## TASK DETAILS
Count the lines in the following records that contain the string "below", matching case exactly. Reply with the number alone.

## MATERIAL PROVIDED
====================

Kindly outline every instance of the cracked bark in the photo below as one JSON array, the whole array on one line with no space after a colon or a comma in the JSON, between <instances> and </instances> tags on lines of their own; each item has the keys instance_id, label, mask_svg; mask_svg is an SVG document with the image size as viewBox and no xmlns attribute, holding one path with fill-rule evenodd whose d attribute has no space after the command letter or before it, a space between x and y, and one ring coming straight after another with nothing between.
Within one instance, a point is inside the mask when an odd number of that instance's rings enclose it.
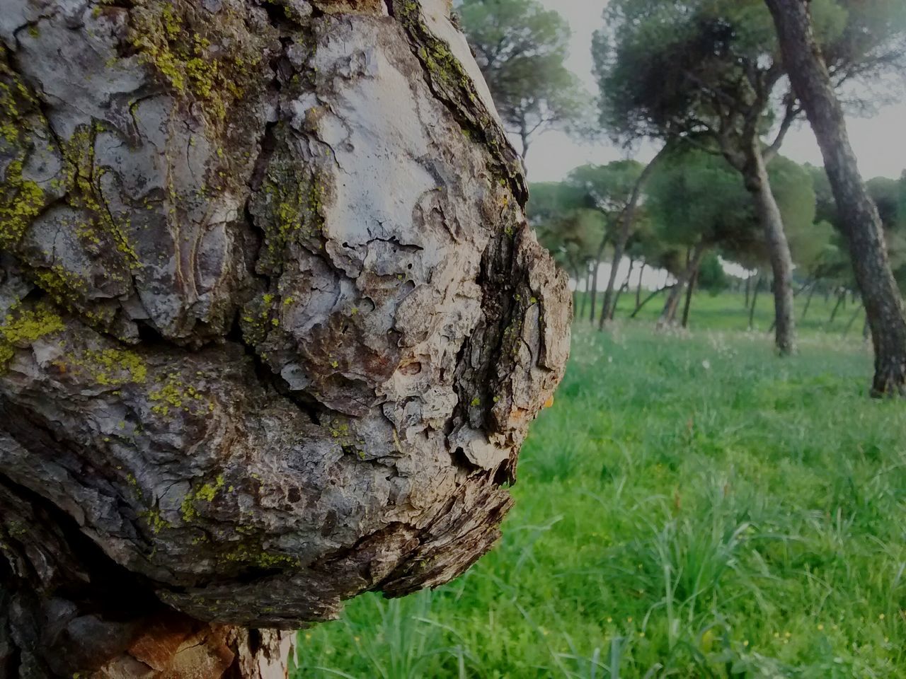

====================

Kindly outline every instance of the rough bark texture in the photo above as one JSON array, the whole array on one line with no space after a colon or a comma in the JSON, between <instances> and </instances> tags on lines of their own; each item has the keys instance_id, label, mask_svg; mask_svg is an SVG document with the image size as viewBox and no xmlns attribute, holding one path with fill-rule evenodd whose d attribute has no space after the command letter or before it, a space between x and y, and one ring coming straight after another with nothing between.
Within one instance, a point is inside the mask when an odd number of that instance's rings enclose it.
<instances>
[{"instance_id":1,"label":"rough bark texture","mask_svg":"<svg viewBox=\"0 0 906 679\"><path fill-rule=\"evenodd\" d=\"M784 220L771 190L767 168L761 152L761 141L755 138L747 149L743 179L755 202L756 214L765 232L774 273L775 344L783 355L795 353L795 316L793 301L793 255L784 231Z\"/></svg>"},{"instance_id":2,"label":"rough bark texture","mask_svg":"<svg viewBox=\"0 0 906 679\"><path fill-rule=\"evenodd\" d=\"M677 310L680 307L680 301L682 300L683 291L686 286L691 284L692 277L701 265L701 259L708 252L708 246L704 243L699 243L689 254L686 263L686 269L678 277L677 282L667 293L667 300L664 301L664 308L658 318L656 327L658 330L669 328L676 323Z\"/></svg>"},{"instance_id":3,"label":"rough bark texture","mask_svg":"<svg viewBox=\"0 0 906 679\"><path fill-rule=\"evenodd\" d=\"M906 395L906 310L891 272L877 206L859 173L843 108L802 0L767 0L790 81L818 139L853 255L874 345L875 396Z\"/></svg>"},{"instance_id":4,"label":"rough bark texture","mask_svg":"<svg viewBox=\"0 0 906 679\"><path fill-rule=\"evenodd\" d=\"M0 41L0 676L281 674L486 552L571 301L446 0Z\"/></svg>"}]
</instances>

====================

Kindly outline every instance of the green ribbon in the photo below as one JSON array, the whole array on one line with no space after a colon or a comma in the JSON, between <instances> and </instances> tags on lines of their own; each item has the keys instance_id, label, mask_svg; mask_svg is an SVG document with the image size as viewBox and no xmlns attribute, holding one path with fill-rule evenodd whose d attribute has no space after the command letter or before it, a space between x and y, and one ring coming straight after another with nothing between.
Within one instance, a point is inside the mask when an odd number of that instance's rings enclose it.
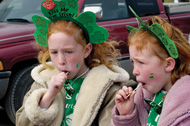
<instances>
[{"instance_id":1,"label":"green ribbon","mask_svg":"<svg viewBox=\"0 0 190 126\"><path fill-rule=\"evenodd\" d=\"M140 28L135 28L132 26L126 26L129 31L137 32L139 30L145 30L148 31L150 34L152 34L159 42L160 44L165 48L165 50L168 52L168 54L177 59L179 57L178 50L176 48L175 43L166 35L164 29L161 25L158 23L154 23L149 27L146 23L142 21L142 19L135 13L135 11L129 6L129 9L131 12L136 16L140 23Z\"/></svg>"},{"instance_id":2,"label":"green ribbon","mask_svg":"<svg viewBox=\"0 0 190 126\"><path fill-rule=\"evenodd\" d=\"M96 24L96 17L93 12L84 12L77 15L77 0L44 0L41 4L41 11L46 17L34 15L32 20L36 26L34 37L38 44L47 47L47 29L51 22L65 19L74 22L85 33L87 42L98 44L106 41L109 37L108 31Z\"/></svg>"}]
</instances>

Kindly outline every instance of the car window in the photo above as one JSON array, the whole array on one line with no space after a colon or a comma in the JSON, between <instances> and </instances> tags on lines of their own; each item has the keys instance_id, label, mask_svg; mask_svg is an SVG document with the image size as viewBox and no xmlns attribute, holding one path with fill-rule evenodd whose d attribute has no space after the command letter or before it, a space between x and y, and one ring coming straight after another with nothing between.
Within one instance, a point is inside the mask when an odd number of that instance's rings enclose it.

====================

## RESULT FOR THIS TASK
2